*Problem to work on*
Provide an exact copy of the data, excluding the images.

A run of records:
'''
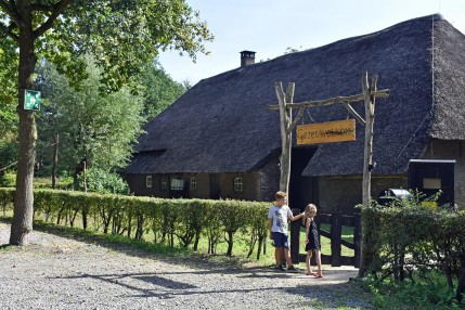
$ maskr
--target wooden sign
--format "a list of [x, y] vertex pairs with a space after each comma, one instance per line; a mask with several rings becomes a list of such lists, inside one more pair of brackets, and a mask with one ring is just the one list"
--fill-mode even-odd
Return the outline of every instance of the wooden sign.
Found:
[[297, 145], [354, 140], [354, 119], [297, 126]]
'''
*Response*
$ maskr
--target wooden sign
--format "a list of [x, y] vertex pairs with a space after each comma, one instance per line; a mask with several rings becomes a list of such lists, inside one more pair of brackets, and a mask with one ring is just the one list"
--fill-mode even-odd
Return the outline of every instance of the wooden sign.
Found:
[[297, 145], [354, 140], [354, 119], [297, 126]]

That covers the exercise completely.